*TEXTE FOURNI*:
+-------+

Les habitants de six communes de la région ne voteront pas au premier tour des élections municipales le 15 mars prochain. En l'absence de candidat, le scrutin est repoussé au second tour, voire reporté jusqu'à ce que quelqu'un se décide.
Elles sont six. Six communes de la région Centre-Val de Loire dans lesquelles le maire sortant a décidé de déposer l'écharpe tricolore et où personne ne s'est encore présenté pour le remplacer. Ou plutôt cinq, depuis qu'un candidat s'est décidé à Saint-Hilaire-la-Gravelle, assuré d'être élu au second tour des élections municipales le 22 mars prochain.
Une fonction chronophage
Pour les autres c'est l'impasse. Car à Prunay-le-Gillon (Eure-et-Loir), Lion-en-Beauce (Loiret), Chaumoux-Marcilly (Cher), Autrèche et Souvigny-de-Touraine (Indre-et-Loire), il se pourrait bien que l'élection passe à la trappe, faute de candidat motivé.Christian Morize, maire de Lion-en Beauce depuis 2008 et agriculteur, reconnaît volontier ne plus avoir le temps de se consacrer pleinement à sa commune. Dans ce village de 140 habitants - dont 84 citoyens inscrits sur les listes électorales - la population se constitue en partie de jeunes familles qui travaillent à l'extérieur et qui s'impliquent peu dans la vie citoyenne.
Déjà en 2014, je m'étais réengagé au deuxième tour parce qu'il n'y avait personne pour reprendre la place, se souvient l'élu. Mais je pense que ça pourrait être mieux fait par quelqu'un qui aurait plus de temps que moi.

+-------+

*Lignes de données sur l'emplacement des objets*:
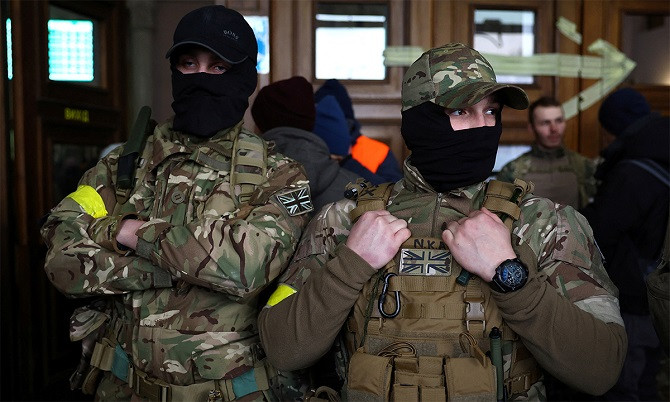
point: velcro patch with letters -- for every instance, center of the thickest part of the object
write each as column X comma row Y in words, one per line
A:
column 297, row 201
column 416, row 261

+-------+

*CONSIGNE 1*: Réécris le texte sur les élections municipales de « Les habitants de » à « 22 mars prochain. » en y remplaçant « l'écharpe tricolore » par « l'écharpe d'élu ».
*CONSIGNE 2*: Recopie à l'identique l'intégralité du relevé, sans y inclure les images.
Le texte et le relevé proviennent de sources différentes.

*RÉPONSE ATTENDUE 1*:
Les habitants de six communes de la région ne voteront pas au premier tour des élections municipales le 15 mars prochain. En l'absence de candidat, le scrutin est repoussé au second tour, voire reporté jusqu'à ce que quelqu'un se décide.
Elles sont six. Six communes de la région Centre-Val de Loire dans lesquelles le maire sortant a décidé de déposer l'écharpe d'élu et où personne ne s'est encore présenté pour le remplacer. Ou plutôt cinq, depuis qu'un candidat s'est décidé à Saint-Hilaire-la-Gravelle, assuré d'être élu au second tour des élections municipales le 22 mars prochain.

*RÉPONSE ATTENDUE 2*:
point: velcro patch with letters -- for every instance, center of the thickest part of the object
write each as column X comma row Y in words, one per line
A:
column 297, row 201
column 416, row 261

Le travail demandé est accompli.